*WORK TO DO*: Arrange all of the rows below as a numbered list, leaving out any blank lines.

Begin ENTRIES SHOWN

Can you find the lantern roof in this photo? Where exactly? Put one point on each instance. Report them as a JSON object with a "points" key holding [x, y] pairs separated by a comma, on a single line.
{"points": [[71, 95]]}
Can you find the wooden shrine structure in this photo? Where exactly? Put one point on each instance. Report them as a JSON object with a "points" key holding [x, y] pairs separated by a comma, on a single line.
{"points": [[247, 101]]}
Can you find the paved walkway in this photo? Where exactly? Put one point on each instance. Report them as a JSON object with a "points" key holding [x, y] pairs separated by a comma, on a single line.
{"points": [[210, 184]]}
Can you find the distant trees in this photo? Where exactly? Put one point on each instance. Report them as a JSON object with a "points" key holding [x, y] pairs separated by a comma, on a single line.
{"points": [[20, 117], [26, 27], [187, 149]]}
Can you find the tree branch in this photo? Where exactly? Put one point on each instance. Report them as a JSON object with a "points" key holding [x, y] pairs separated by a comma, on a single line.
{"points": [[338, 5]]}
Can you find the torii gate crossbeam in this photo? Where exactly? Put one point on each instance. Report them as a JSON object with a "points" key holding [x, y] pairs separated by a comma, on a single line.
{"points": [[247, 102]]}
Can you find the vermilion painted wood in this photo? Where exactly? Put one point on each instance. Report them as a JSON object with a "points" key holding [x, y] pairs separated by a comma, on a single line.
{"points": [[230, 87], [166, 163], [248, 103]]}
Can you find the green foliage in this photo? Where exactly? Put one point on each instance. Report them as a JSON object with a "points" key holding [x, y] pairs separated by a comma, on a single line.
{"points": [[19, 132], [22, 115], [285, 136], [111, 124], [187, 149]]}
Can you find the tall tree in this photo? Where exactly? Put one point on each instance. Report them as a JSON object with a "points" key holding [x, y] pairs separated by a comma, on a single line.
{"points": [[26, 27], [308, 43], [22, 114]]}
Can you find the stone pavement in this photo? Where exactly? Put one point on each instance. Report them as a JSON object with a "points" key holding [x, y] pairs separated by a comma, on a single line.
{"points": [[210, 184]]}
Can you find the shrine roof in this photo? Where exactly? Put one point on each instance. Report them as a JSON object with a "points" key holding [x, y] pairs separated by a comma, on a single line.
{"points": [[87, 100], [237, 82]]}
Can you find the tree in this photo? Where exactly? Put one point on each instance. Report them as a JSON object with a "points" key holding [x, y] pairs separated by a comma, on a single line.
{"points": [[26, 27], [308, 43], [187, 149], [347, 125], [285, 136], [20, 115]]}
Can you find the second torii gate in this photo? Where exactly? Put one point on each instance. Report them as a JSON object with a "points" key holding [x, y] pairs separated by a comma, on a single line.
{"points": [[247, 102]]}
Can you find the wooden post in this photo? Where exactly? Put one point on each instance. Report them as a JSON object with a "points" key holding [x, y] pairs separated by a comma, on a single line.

End ENTRIES SHOWN

*ANSWER TO THIS TASK*:
1. Can you find the lantern roof in this photo? Where exactly? Put one point on each instance. Report them as a JSON object with a "points" key holding [x, y] pairs separated by a comma, on a single line.
2. {"points": [[71, 95]]}
3. Can you find the wooden shrine structure in this photo? Where exactly? Put one point on each instance. Report them as a JSON object with a "points" key holding [x, y] pairs separated by a comma, on a single line.
4. {"points": [[247, 101]]}
5. Can you find the paved walkway in this photo? Where exactly? Put one point on each instance. Report them as a JSON object with a "points" key holding [x, y] pairs separated by a comma, on a single line.
6. {"points": [[210, 184]]}
7. Can you find the distant trees in this photo? Where exactly? Put one point on each instance. Report them as a JSON object with a "points" key holding [x, y] pairs separated by a comma, on a single line.
8. {"points": [[20, 117], [26, 27], [187, 149]]}
9. Can you find the tree branch in this photo? Where exactly? Put one point on each instance. Report them as a JSON object with a "points" key holding [x, y] pairs separated by a comma, on a single line.
10. {"points": [[338, 5]]}
11. Can you find the torii gate crossbeam in this photo? Where exactly? Put one point on each instance. Report them as a JSON object with a "points" key holding [x, y] pairs separated by a comma, on a single line.
12. {"points": [[247, 102]]}
13. Can you find the vermilion painted wood in this photo? Where exactly? Put one point on each instance. Report them as a JSON object with a "points" key holding [x, y] pairs separated by a comma, on a single line.
14. {"points": [[230, 87], [166, 163], [248, 103]]}
15. Can you find the green foliage in this photo? Where exactly? Put one point on each instance. Report them as a JSON object with a "points" key holding [x, y] pairs separated by a comma, on a single line.
16. {"points": [[19, 132], [22, 115], [285, 136], [111, 124], [187, 149]]}
17. Can you find the tall tree in this photo? Where exactly? Put one point on each instance. Report them as a JSON object with a "points" key holding [x, y] pairs separated by a comma, on a single line.
18. {"points": [[26, 27], [308, 43], [22, 114]]}
19. Can you find the stone pavement in this photo? Where exactly? Put one point on each instance. Report them as a JSON object with a "points" key holding [x, y] pairs separated by a comma, on a single line.
20. {"points": [[210, 184]]}
21. Can you find the shrine roof in this photo? Where exactly? Put one point on each instance. Report them as a JSON object with a "points" key holding [x, y] pairs separated by a comma, on a single line.
22. {"points": [[87, 100], [237, 82]]}
23. Can you find the tree in this photo? Where exactly? Put one point on each instance. Report them as a JSON object with a "points" key holding [x, y] pairs separated by a comma, on a single line.
24. {"points": [[26, 27], [308, 43], [187, 149], [347, 125], [285, 136], [20, 115]]}
25. Can you find the second torii gate in this photo? Where exactly? Put one point on each instance. Report them as a JSON object with a "points" key holding [x, y] pairs separated by a comma, on a single line.
26. {"points": [[247, 102]]}
27. Can you find the wooden post in this photo? Where exactly? Put one point on each instance. Report them as a JSON object with a "points" key holding [x, y] pairs separated by a comma, on a single line.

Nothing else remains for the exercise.